Try it:
Going from the line that contains "the car mirror" down to the last line in the listing below, reproduce every line exactly and include no others.

Entries shown:
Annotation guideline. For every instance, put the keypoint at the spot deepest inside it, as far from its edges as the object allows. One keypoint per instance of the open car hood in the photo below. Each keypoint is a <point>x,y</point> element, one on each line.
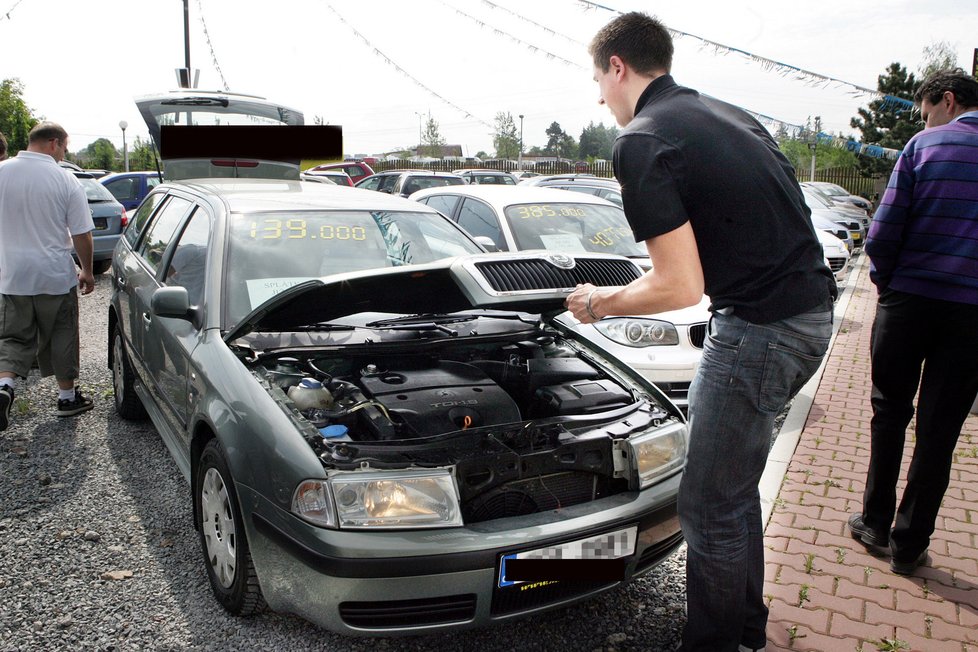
<point>524,282</point>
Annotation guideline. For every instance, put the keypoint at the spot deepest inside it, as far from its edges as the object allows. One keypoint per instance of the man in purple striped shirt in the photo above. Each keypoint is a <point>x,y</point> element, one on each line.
<point>923,249</point>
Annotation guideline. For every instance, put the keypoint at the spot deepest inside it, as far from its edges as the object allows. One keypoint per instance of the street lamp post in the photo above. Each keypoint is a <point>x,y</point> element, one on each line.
<point>519,163</point>
<point>125,150</point>
<point>420,119</point>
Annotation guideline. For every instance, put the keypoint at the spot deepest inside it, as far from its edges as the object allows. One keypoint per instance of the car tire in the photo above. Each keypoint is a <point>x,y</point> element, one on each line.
<point>127,403</point>
<point>223,540</point>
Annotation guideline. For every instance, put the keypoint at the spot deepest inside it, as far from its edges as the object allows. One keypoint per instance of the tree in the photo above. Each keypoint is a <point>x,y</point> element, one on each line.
<point>937,56</point>
<point>505,138</point>
<point>559,143</point>
<point>16,118</point>
<point>101,154</point>
<point>431,140</point>
<point>885,122</point>
<point>597,141</point>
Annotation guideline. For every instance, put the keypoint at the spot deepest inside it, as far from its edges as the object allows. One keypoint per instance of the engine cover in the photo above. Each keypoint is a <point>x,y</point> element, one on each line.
<point>446,397</point>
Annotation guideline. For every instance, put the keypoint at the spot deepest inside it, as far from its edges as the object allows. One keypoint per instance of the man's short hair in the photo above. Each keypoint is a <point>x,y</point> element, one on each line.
<point>47,130</point>
<point>640,40</point>
<point>963,85</point>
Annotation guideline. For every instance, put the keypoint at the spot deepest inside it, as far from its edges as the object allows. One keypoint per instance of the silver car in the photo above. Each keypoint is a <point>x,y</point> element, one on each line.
<point>665,348</point>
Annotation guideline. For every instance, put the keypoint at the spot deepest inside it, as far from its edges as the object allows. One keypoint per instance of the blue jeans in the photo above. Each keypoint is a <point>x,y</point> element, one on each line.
<point>747,375</point>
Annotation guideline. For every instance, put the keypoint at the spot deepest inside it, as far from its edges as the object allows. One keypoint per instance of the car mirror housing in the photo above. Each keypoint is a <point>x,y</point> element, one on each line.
<point>172,302</point>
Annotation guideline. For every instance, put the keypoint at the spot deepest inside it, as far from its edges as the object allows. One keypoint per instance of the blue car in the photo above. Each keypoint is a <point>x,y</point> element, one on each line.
<point>129,188</point>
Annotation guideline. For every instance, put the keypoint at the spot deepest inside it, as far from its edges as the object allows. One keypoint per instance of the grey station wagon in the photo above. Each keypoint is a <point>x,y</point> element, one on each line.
<point>383,428</point>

Expected answer:
Annotation guideline. For every instance, put the keypoint at the spot deepest inside it, as far from its edges as the object allows. One keypoint per instance of the car mirror housing in the photo above. Each keypoint is a <point>x,y</point> element, one on each line.
<point>172,302</point>
Annotation guideline. For every instance, put the keypoint at the spot deepest inside it, as far from its edges as the object allows. One keypoint per instance of the blue car in the photo above. Each keypoint is a <point>x,y</point> element, one on each line.
<point>129,188</point>
Annotation guideline. For every instance, put the keypoint at the spot deepest inside it, as far from its edges as the object allows. One keypoint per instance of the grey station wagon in the photo above. Each keypoint is a <point>x,y</point> element, one on each line.
<point>383,428</point>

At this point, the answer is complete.